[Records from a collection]
※
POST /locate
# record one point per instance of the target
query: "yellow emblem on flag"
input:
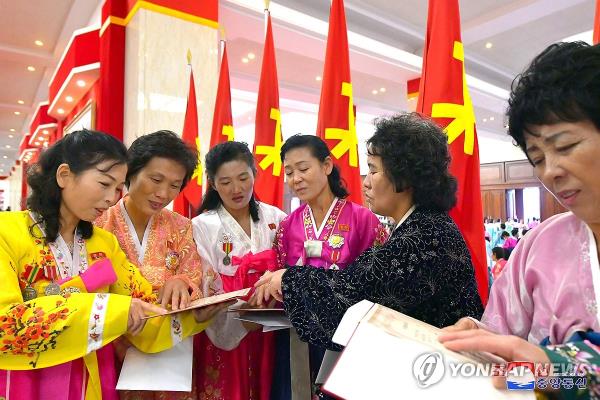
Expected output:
(272, 153)
(463, 115)
(348, 142)
(198, 171)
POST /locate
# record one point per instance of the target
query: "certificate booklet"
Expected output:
(272, 319)
(389, 355)
(208, 301)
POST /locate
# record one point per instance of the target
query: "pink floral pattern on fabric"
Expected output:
(29, 330)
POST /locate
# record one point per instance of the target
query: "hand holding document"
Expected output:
(209, 301)
(271, 319)
(391, 355)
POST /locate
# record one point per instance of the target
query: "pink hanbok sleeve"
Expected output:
(190, 264)
(280, 246)
(509, 309)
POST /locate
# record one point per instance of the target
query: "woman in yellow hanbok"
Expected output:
(66, 288)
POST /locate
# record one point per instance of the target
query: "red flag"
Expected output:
(597, 23)
(444, 96)
(222, 130)
(267, 137)
(336, 124)
(189, 199)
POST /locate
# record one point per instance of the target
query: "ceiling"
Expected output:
(386, 41)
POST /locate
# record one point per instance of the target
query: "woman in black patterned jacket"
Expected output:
(424, 270)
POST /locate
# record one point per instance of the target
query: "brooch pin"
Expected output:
(335, 257)
(172, 261)
(336, 241)
(227, 248)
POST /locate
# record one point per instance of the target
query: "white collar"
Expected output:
(139, 247)
(406, 215)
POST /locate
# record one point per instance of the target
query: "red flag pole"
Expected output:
(444, 96)
(597, 24)
(190, 196)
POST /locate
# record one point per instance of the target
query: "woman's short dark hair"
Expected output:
(318, 148)
(217, 156)
(561, 84)
(81, 150)
(499, 253)
(164, 144)
(414, 153)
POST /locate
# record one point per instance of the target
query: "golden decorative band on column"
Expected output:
(158, 9)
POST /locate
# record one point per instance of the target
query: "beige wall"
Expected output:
(157, 75)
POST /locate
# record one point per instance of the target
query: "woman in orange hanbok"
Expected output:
(67, 290)
(158, 241)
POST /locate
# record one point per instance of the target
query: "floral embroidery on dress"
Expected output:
(44, 263)
(134, 287)
(30, 330)
(96, 323)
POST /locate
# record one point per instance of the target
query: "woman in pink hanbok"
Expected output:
(234, 234)
(326, 231)
(157, 240)
(550, 287)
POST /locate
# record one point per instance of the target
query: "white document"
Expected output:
(170, 370)
(382, 368)
(350, 322)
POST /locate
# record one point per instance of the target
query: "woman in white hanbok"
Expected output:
(234, 234)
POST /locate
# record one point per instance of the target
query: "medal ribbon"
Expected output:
(329, 225)
(33, 275)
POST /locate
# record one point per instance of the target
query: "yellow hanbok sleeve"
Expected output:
(159, 333)
(52, 330)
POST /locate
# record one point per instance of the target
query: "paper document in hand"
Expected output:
(271, 319)
(384, 354)
(170, 370)
(209, 301)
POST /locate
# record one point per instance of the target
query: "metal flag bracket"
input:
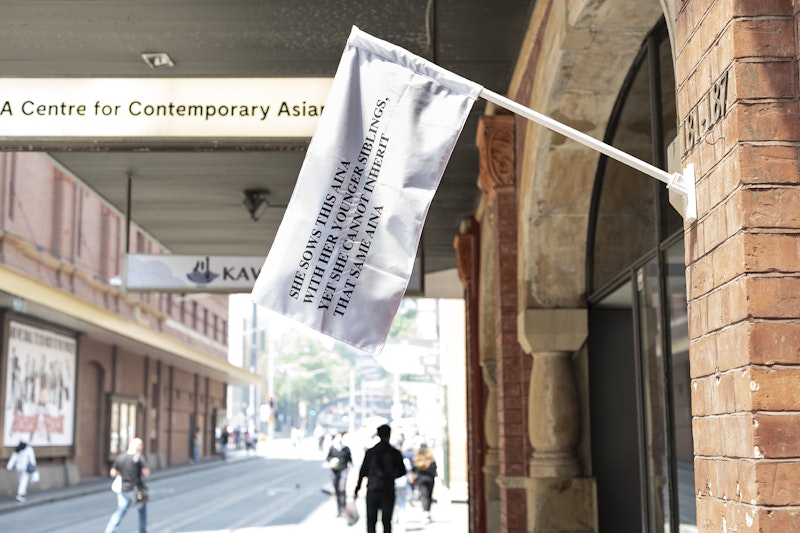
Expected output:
(681, 183)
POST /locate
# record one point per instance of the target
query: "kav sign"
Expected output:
(163, 107)
(191, 273)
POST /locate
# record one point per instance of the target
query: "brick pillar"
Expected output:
(467, 247)
(740, 125)
(495, 140)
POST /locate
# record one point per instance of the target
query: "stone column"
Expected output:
(559, 499)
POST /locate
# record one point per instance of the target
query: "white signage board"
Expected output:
(40, 387)
(191, 273)
(161, 107)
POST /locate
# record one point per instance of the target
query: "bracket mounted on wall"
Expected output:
(682, 183)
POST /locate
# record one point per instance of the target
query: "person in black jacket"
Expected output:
(382, 464)
(339, 459)
(424, 466)
(132, 467)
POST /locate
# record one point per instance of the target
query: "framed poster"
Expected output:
(40, 387)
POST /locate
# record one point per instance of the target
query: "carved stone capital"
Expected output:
(495, 140)
(548, 330)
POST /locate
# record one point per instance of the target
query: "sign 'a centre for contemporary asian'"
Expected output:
(164, 107)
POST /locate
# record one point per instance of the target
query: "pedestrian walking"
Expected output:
(23, 460)
(424, 467)
(132, 469)
(196, 448)
(339, 460)
(223, 442)
(382, 464)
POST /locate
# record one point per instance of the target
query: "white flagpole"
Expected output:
(682, 183)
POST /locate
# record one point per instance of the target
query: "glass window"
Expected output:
(122, 425)
(654, 412)
(624, 224)
(635, 241)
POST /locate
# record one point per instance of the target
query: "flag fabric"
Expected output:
(344, 252)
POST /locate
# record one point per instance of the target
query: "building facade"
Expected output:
(630, 371)
(86, 366)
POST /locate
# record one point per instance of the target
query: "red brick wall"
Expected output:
(513, 365)
(744, 264)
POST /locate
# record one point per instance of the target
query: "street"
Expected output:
(275, 491)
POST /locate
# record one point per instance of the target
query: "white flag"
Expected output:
(344, 252)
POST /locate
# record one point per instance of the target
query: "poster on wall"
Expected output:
(40, 387)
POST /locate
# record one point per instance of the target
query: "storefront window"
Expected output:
(122, 425)
(654, 410)
(635, 241)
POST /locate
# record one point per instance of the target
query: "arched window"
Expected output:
(637, 307)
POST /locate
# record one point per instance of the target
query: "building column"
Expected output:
(495, 140)
(491, 466)
(559, 499)
(467, 248)
(743, 265)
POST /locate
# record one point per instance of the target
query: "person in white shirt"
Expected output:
(23, 460)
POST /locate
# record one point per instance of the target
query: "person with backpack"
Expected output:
(339, 460)
(383, 463)
(23, 460)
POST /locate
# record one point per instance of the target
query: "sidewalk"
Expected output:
(39, 497)
(447, 517)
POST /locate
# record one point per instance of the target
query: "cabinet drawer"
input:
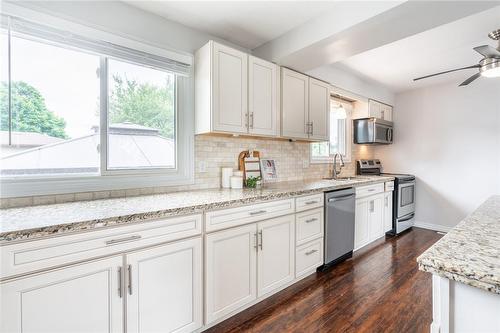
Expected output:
(37, 255)
(309, 202)
(309, 225)
(389, 186)
(226, 218)
(365, 191)
(308, 257)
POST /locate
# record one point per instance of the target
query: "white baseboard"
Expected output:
(430, 226)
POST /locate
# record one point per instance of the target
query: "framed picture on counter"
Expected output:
(268, 169)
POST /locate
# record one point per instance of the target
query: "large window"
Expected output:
(340, 134)
(74, 107)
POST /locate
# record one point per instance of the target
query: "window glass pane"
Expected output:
(4, 93)
(141, 119)
(55, 111)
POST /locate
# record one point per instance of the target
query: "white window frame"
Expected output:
(106, 180)
(348, 142)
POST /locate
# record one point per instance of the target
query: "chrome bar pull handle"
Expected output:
(129, 268)
(120, 277)
(125, 239)
(311, 252)
(258, 212)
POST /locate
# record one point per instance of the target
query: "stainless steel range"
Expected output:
(403, 215)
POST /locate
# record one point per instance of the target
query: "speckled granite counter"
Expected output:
(470, 252)
(41, 221)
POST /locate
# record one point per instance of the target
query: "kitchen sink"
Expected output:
(342, 178)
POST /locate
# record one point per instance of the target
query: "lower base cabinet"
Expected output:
(247, 262)
(83, 298)
(369, 221)
(164, 291)
(160, 288)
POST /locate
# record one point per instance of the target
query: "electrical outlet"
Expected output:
(202, 166)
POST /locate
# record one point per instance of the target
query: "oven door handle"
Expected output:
(407, 218)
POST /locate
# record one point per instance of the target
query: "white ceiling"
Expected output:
(446, 47)
(245, 23)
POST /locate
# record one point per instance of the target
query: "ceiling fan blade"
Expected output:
(487, 51)
(452, 70)
(469, 80)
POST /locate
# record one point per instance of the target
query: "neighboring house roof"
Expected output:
(27, 139)
(129, 146)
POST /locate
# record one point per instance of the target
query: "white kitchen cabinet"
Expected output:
(379, 110)
(305, 106)
(294, 104)
(276, 253)
(235, 93)
(263, 97)
(386, 112)
(376, 206)
(369, 220)
(231, 270)
(221, 83)
(164, 288)
(362, 223)
(82, 298)
(387, 211)
(372, 109)
(319, 110)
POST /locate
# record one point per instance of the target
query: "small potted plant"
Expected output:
(252, 182)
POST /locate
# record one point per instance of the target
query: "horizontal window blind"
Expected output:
(105, 48)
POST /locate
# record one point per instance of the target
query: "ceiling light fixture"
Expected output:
(491, 70)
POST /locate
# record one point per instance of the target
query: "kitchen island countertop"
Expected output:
(470, 252)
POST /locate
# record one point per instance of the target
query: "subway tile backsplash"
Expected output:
(217, 152)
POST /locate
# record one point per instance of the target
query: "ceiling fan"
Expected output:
(489, 66)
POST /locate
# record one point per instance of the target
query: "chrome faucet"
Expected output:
(335, 173)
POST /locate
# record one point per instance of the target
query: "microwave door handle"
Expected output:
(389, 134)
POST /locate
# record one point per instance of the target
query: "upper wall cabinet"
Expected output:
(234, 93)
(373, 109)
(319, 109)
(263, 90)
(304, 106)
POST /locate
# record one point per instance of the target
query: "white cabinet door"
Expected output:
(375, 109)
(376, 216)
(164, 288)
(386, 111)
(81, 298)
(229, 89)
(294, 104)
(361, 224)
(387, 211)
(319, 109)
(262, 97)
(276, 253)
(230, 263)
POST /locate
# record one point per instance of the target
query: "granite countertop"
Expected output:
(19, 224)
(470, 252)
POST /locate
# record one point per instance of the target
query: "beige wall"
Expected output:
(218, 152)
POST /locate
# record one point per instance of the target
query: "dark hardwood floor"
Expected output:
(379, 290)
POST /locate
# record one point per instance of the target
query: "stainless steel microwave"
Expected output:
(372, 131)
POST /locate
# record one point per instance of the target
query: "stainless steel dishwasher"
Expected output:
(339, 225)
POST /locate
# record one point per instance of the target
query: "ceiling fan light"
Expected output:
(491, 72)
(491, 69)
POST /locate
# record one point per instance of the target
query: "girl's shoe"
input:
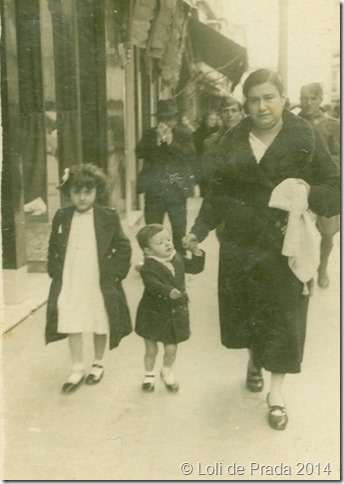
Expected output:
(170, 382)
(148, 383)
(279, 421)
(254, 380)
(73, 382)
(95, 375)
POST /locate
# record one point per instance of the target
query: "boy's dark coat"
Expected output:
(114, 253)
(159, 317)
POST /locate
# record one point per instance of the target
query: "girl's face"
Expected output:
(160, 245)
(265, 105)
(83, 198)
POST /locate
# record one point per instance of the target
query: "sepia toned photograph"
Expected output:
(170, 233)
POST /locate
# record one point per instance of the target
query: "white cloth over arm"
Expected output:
(302, 239)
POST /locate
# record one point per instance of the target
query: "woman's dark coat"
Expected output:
(260, 300)
(114, 253)
(160, 318)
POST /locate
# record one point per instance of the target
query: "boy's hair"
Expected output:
(144, 235)
(84, 175)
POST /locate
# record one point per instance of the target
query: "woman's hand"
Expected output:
(175, 294)
(190, 242)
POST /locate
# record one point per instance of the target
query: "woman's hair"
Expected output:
(260, 77)
(84, 176)
(144, 235)
(315, 88)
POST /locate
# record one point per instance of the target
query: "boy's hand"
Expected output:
(175, 294)
(195, 250)
(190, 241)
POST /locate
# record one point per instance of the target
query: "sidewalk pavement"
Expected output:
(114, 431)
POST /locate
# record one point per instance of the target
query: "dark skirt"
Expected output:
(262, 307)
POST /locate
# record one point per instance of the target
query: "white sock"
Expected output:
(168, 375)
(149, 376)
(77, 373)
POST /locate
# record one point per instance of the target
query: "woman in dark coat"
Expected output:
(262, 303)
(89, 256)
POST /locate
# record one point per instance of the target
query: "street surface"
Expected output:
(214, 426)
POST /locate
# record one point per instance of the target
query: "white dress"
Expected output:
(80, 304)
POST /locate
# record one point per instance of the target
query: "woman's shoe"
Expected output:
(148, 383)
(279, 421)
(254, 380)
(170, 382)
(96, 375)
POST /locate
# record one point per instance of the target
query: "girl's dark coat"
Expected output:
(159, 317)
(114, 253)
(260, 300)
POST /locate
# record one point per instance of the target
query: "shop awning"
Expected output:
(216, 50)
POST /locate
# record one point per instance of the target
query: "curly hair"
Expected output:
(260, 76)
(84, 175)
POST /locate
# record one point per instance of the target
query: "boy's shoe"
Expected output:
(73, 382)
(95, 375)
(170, 382)
(148, 383)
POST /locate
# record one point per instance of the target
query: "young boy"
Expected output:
(162, 314)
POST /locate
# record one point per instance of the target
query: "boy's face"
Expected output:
(160, 245)
(83, 199)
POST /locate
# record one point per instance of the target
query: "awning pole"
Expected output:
(283, 42)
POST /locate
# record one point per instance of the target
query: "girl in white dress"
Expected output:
(88, 257)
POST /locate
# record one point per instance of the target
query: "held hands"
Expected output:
(175, 294)
(164, 134)
(190, 242)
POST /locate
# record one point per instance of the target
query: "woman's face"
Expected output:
(265, 105)
(83, 199)
(211, 120)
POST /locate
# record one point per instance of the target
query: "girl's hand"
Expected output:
(175, 294)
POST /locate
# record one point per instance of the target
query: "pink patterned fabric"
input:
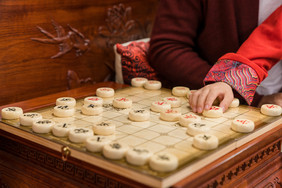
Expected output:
(240, 77)
(134, 61)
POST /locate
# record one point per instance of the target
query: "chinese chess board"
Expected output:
(157, 135)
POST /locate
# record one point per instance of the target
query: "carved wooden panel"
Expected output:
(57, 171)
(41, 40)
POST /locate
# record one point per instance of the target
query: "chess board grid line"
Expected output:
(241, 138)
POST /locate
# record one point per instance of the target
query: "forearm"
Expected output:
(245, 69)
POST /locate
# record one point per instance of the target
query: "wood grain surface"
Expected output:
(50, 46)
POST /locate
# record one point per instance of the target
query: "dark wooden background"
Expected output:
(27, 69)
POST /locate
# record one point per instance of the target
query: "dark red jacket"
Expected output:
(190, 35)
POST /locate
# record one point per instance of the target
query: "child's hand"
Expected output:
(204, 97)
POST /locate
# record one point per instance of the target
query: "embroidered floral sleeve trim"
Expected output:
(240, 77)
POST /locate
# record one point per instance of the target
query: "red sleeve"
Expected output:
(173, 43)
(263, 49)
(244, 70)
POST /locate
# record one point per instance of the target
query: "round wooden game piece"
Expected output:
(180, 91)
(205, 141)
(104, 128)
(271, 110)
(242, 125)
(170, 115)
(96, 143)
(153, 85)
(235, 103)
(163, 162)
(185, 119)
(115, 150)
(79, 135)
(97, 101)
(11, 112)
(42, 126)
(189, 93)
(159, 106)
(138, 81)
(91, 109)
(27, 119)
(66, 101)
(122, 102)
(139, 115)
(62, 129)
(105, 92)
(173, 101)
(197, 128)
(138, 156)
(63, 111)
(213, 112)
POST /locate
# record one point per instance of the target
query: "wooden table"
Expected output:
※
• REQUIRED WORK: Identify every line in the entries above that contains the string "cabinet" and copy each one out in full. Case counts.

• EXERCISE ANSWER:
query: "cabinet drawer"
query: "lower base cabinet"
query: "white kitchen cabinet"
query: "upper wall cabinet"
query: "white cabinet door"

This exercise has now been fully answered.